What this exercise asks ->
A: Answer these questions from the book review below, one answer per line:
(i) What price does it give for the book?
(ii) What lifetime rate of alcoholism among physicians do the cited references report?
(iii) How many pages long is the bibliography?
B: For each statement, say whether it agrees with the book review below. Give yes or no and quote the words from the review that decide it.
(i) Chapter Four deals with intervention and diagnosis/evaluation.
(ii) The book has five appendices.
(iii) Drug abuse and dependence figures are lower in physicians than in the general population.

Dealing with professional patients, who are much like ourselves, enables us to appreciate in bas-relief how the tentacles of addiction choke and potentially destroy character, ambition,accomplishment, reputation, health, family, and future. Dr Nace outlines the attributes of professionals: they are well rewarded and compensated by esteem, status, privileges and better-than-average earnings; they tend to be self-efficacious and goal-directed; their endurance for intense academic preparation and years of apprentice-like training is high; they exhibit responsibility and accountability both in intellect and character; and they have a strong desire to help their fellow humans. He goes on to define the various concepts of chemical dependence, which include enhanced social interaction, relaxation of social tension, interest in and use of drugs, and polydrug use.

Next, Dr Nace outlines how drug use produces relief, escape, euphoria, relaxation, energy, sedation, and peace. Addictive phenomena are discussed and include psychological dependence (such as inadequacy, grief, or loss related to abstinence) and other phenomena like craving, repression, denial, and consequences. The third chapter is a short overview of various postulated etiologic mechanisms for addiction, but the 20-page bibliography should satisfy those with deeper interest.

Prior to the chapters that describe the peculiarities of each professional group in diagnosis, treatment, and outcome, there is a thorough yet concise discussion of “Initial Steps: Intervention and Diagnosis/Evaluation” (Chapter Four).

Six chapters describe the specific characteristics of assessment and treatment in each of the specified groups of professionals. These chapters are full of solid clinical material, research citations, and well-written case examples.

In the chapter on medical students and residents, Dr Nace argues that compulsiveness, loss, anxiety, and depression provide a backdrop for substance use. Cited references point to a rate of alcoholism among physicians equal to that in the general population (lifetime 13%, point prevalence 3%). Drug abuse and dependence figures are higher in physicians than in the general population.

Characteristics of chemically dependent nurses include academic success, family histories of dependence or depression, and other specific stressors. Among these are fatigue, responsibility/accountability, physician domination, access to drugs, exposure to death and illness, hospital cost containment, and the balance of career and child-raising responsibilities.

Each of the chapters on specific professionals describes the identification and recognition of unique impairment behaviour patterns, and these are well illustrated in the clinical examples. The chapter on the recovery process describes the issues of patients in earlier and later stages of recovery.

The text concludes with 3 chapters describing specific treatments, matching patients to levels of care and 12-step programs.

Four appendices give guidelines for taking a thorough substance abuse history, a recovery program schedule, the signs of, symptoms of, and techniques for withdrawal, and a treatment contract for an impaired health professional.

This book is an easy-to-read, brief, and clear summary of the problems and rewards of treating addiction in health care and other professionals. It also contains sufficient information to be described as a primer in addiction practice generally. Dr Nace has done a masterful job of summarizing the literature and his own experience in this area. The text and examples are concise, and more information is available in the bibliography. The illustrations and appendices are practical and comprehensible. The volume is attractive and free of production errors.

Priced at US$32.95, this laudable book will be a worthwhile addition to any physician’s library both as a source of interest about the psychology of professionals and as an up-to-date, concise reference on standard addiction practice. Reading this book should enhance the physician’s ability to recognize addiction more quickly and to intervene more accurately and helpfully with any patient or colleague.

Information supplied ->

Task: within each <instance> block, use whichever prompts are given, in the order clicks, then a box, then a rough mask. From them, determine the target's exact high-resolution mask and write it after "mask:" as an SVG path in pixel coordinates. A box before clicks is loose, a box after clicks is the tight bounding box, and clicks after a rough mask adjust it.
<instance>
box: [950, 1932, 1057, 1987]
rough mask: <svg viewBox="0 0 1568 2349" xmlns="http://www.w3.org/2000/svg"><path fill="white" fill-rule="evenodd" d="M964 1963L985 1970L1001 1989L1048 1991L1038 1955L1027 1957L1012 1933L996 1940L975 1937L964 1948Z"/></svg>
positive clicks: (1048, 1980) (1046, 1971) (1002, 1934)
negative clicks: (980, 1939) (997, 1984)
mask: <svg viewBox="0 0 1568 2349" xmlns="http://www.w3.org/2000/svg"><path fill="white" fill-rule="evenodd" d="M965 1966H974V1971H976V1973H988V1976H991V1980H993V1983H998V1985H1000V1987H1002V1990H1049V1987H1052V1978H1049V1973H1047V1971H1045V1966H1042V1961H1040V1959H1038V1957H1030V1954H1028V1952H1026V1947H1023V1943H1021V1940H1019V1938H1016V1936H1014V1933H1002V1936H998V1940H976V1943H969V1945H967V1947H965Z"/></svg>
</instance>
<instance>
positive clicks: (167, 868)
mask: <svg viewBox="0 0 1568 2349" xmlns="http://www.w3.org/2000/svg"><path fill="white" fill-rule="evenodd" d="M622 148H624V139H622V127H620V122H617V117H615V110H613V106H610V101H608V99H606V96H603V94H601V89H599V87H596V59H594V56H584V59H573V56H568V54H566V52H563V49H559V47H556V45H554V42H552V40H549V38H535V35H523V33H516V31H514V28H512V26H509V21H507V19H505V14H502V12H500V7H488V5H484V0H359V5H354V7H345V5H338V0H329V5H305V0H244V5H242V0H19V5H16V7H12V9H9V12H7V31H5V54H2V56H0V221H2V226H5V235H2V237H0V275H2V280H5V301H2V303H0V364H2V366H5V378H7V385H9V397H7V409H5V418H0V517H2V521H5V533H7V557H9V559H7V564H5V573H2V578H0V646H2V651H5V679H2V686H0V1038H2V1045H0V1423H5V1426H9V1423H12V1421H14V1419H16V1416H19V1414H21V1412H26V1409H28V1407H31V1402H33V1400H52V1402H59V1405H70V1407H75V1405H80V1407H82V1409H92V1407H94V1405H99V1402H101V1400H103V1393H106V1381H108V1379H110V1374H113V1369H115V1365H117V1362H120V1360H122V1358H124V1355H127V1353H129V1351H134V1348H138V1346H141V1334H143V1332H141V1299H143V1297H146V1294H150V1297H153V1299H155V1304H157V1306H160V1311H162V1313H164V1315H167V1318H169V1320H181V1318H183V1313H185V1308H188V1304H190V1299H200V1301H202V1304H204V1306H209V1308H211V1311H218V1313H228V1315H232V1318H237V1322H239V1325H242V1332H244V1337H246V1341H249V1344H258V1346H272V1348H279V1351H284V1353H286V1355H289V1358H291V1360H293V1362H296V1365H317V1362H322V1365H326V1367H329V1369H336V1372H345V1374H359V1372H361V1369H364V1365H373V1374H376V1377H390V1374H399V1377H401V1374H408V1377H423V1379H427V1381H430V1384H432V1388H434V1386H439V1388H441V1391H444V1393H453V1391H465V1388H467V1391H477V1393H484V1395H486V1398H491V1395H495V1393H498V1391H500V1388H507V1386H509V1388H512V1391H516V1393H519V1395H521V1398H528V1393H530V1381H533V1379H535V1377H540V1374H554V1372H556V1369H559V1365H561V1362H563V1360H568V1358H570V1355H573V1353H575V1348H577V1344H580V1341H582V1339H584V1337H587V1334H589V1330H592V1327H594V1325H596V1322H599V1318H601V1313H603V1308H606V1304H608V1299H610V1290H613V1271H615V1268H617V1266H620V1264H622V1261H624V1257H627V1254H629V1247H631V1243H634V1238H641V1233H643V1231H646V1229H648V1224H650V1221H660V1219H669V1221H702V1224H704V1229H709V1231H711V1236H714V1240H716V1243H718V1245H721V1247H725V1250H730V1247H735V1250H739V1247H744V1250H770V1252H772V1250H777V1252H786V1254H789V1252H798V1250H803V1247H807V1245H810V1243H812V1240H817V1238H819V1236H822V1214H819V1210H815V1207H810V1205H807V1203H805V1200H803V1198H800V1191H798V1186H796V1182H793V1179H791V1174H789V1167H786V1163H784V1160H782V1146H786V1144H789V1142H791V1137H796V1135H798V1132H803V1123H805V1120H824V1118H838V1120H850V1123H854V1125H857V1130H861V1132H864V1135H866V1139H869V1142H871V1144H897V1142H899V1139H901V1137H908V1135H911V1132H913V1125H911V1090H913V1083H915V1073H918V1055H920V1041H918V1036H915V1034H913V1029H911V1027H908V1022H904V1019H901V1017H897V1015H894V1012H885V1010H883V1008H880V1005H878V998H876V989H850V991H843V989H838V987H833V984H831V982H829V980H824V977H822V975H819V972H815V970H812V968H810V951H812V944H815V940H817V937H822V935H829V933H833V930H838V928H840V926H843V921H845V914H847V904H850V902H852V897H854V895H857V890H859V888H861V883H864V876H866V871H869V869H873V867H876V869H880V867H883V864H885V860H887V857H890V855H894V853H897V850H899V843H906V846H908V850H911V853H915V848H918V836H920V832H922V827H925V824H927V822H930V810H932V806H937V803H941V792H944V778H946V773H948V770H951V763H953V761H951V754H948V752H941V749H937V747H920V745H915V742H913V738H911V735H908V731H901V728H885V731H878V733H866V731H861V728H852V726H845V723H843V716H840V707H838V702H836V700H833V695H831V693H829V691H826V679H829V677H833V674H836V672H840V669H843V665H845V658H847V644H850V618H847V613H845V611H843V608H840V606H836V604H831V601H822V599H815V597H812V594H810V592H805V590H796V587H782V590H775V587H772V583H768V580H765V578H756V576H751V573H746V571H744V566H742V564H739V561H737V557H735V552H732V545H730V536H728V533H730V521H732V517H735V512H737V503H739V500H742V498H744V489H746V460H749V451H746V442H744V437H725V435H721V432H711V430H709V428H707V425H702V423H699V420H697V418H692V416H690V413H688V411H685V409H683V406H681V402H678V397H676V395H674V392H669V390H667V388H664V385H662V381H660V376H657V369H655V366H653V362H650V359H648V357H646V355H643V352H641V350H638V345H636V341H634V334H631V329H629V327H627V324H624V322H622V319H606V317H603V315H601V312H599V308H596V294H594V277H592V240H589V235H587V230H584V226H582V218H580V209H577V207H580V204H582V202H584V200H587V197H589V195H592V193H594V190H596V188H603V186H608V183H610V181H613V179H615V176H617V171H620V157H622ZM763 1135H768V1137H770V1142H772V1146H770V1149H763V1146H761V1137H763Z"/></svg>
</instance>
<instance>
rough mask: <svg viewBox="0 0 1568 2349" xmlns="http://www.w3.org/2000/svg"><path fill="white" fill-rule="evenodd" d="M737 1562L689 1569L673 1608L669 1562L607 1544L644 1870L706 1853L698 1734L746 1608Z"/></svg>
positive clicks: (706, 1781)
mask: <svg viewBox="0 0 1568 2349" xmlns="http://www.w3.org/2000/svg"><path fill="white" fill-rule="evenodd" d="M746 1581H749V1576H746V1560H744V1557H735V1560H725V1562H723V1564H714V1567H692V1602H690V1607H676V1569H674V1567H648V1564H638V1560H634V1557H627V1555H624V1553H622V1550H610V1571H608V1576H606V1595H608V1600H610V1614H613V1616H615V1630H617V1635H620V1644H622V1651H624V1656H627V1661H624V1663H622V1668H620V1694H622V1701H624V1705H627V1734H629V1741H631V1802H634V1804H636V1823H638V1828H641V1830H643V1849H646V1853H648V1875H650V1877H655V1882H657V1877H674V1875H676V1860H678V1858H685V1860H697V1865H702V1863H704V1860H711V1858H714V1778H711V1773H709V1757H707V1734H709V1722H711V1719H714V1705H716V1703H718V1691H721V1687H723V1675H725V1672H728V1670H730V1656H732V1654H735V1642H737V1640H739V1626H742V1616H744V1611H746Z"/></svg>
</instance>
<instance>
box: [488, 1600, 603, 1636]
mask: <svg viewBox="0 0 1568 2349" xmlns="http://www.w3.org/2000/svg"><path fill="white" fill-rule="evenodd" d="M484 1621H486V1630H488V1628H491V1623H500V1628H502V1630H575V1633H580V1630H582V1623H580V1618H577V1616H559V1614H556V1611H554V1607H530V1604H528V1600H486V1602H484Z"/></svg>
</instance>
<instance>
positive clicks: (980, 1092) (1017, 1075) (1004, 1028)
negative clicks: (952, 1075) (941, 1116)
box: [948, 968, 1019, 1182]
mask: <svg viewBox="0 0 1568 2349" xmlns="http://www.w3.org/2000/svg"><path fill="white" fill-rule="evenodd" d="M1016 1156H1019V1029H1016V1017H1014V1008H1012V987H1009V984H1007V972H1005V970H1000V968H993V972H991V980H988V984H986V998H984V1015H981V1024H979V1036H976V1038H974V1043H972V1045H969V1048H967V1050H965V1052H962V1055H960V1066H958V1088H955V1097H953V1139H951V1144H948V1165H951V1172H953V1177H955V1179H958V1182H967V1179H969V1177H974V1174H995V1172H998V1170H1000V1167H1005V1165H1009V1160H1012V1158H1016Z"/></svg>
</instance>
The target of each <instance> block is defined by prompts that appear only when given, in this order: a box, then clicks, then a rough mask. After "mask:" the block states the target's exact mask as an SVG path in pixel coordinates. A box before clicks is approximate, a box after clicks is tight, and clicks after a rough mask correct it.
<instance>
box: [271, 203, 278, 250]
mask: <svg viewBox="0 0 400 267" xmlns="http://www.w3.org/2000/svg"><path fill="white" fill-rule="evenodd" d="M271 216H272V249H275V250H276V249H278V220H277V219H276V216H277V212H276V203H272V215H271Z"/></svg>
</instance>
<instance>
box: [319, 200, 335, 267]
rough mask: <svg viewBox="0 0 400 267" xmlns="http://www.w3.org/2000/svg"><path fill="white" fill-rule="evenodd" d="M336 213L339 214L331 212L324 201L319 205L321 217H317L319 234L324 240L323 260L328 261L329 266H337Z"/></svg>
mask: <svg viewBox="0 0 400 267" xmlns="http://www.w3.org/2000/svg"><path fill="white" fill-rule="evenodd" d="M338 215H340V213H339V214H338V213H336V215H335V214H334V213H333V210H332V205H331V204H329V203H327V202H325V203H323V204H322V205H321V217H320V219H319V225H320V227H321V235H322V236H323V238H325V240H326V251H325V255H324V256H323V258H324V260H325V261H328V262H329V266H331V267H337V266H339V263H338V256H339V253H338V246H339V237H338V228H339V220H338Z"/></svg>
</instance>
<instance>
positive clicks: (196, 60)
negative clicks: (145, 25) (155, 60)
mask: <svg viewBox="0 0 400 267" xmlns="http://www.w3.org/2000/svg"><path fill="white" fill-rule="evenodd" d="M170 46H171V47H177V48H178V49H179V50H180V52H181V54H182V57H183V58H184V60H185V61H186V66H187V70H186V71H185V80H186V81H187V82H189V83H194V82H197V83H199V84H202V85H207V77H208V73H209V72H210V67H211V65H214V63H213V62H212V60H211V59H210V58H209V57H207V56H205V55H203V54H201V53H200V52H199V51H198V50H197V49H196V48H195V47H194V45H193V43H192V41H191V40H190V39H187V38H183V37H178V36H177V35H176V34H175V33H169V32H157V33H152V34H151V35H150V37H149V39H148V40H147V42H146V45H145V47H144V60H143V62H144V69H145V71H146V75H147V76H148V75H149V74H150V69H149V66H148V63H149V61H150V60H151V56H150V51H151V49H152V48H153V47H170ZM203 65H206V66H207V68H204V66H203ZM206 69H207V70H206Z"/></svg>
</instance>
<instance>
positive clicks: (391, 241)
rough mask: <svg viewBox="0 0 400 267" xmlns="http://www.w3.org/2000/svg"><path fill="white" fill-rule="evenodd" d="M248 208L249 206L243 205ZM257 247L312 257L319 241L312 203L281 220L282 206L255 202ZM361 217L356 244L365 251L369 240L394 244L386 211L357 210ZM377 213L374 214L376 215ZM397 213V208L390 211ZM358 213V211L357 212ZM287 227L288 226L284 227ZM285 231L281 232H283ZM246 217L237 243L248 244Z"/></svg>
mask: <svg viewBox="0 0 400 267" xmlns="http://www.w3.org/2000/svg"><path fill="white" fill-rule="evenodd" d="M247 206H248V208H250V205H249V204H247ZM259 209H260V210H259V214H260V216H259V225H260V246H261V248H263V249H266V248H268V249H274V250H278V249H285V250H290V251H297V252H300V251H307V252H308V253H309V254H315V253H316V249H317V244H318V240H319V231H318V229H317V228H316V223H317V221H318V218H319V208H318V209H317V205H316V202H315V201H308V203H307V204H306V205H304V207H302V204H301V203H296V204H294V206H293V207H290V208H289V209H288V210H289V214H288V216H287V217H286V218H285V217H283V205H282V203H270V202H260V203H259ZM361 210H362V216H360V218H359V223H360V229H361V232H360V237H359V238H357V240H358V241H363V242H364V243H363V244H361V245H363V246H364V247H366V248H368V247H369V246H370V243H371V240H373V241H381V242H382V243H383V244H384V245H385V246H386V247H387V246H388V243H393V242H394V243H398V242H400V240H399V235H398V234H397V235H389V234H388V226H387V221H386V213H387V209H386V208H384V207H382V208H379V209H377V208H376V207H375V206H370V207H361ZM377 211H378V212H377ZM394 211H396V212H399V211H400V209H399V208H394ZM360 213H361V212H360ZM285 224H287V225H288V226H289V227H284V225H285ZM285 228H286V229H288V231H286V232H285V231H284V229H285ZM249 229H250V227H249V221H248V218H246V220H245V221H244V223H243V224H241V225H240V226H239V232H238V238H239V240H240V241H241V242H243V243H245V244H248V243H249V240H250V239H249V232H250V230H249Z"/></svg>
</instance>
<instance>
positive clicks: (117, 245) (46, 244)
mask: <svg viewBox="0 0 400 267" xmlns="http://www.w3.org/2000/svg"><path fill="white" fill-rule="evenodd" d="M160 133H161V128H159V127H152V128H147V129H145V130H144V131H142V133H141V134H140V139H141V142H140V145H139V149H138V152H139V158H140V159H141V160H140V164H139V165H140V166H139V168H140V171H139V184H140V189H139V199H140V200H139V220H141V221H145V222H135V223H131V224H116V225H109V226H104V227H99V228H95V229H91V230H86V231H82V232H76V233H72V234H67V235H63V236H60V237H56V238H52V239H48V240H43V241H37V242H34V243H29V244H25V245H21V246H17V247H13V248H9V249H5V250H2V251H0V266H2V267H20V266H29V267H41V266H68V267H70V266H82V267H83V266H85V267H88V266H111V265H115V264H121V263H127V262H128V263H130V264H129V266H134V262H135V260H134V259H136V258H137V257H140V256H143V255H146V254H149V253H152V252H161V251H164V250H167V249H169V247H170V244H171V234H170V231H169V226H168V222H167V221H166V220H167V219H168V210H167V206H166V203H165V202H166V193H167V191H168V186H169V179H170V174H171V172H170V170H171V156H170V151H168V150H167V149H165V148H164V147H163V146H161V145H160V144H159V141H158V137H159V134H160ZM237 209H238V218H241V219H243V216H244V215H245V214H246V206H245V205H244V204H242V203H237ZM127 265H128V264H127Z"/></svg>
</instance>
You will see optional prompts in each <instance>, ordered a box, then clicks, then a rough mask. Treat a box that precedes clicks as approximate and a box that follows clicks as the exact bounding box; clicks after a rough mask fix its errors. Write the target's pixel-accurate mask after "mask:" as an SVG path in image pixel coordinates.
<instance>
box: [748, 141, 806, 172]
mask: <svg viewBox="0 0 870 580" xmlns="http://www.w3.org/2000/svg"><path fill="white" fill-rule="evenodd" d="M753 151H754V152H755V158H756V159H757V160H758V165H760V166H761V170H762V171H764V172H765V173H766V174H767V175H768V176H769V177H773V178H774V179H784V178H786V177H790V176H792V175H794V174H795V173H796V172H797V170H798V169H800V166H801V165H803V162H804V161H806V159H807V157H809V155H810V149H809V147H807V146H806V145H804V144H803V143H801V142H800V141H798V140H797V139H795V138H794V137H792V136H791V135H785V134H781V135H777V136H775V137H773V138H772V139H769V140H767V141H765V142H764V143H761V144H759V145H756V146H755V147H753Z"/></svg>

Problem solutions ->
A:
(i) US$32.95
(ii) 13%
(iii) 20 pages

B:
(i) Yes: "“Initial Steps: Intervention and Diagnosis/Evaluation” (Chapter Four)"
(ii) No: "Four appendices give guidelines"
(iii) No: "Drug abuse and dependence figures are higher in physicians than in the general population."